About this task: Where does the word "locate" appear in the data? Copy every line that holds it.

(Entries taken from a collection)

════════

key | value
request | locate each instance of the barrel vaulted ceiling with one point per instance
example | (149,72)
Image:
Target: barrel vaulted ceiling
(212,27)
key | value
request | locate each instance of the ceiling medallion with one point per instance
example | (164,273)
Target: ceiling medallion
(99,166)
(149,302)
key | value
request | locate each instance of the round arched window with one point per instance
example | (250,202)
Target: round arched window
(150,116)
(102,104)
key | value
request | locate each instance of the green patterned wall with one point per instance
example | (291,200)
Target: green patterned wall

════════

Answer:
request | locate each instance of the barrel vaulted ceiling with one point per instance
request | locate each instance of the ceiling medallion with one point per instance
request | locate each instance of the round arched window with one point per instance
request | locate each instance of the green patterned wall with one point per instance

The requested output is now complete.